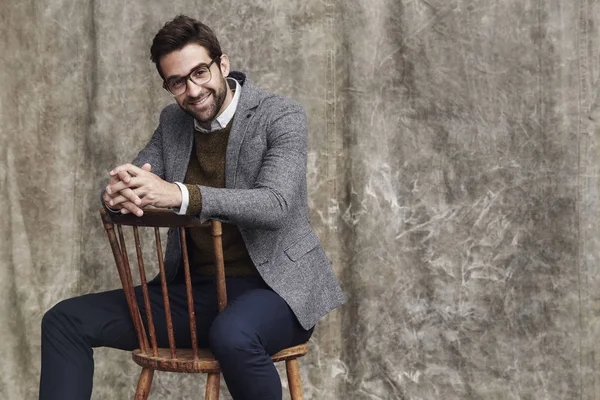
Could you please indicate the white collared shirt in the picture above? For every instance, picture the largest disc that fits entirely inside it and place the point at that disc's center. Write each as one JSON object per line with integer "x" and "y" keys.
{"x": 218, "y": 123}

.....

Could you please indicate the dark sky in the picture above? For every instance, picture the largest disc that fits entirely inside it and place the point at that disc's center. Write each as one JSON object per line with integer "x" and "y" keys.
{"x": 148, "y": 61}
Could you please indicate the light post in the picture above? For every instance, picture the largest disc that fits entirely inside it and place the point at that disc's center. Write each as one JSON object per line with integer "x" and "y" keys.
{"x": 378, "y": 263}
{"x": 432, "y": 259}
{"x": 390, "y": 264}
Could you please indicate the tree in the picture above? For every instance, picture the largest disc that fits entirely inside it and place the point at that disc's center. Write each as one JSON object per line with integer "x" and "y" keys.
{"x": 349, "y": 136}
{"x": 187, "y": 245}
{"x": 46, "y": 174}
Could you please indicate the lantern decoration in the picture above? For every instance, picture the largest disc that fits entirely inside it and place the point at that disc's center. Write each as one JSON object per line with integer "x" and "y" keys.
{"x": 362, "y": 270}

.....

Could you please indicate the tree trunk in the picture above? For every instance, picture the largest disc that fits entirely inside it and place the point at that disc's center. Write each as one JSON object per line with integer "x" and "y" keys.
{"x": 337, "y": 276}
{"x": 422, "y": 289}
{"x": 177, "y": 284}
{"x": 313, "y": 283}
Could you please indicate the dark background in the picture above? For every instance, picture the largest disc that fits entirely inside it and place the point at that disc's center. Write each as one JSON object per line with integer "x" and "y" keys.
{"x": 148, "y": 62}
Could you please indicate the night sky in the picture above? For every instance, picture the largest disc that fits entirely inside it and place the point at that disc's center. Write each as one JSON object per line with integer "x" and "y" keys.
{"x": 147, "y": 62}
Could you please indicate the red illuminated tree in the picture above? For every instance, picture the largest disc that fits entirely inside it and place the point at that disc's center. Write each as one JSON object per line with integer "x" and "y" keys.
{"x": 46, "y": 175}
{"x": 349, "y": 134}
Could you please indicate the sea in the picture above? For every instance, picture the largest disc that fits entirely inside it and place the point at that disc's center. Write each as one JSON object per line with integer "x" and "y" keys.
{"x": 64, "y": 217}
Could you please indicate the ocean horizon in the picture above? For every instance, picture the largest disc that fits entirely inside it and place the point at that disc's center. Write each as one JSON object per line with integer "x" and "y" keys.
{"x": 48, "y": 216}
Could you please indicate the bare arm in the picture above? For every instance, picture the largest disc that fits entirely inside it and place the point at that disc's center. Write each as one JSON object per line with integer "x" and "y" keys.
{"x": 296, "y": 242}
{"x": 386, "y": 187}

.....

(Direction): Count how many lines above contain the string "light", treating uppercase and lowercase as different. Reply with only that number.

(Response below): 1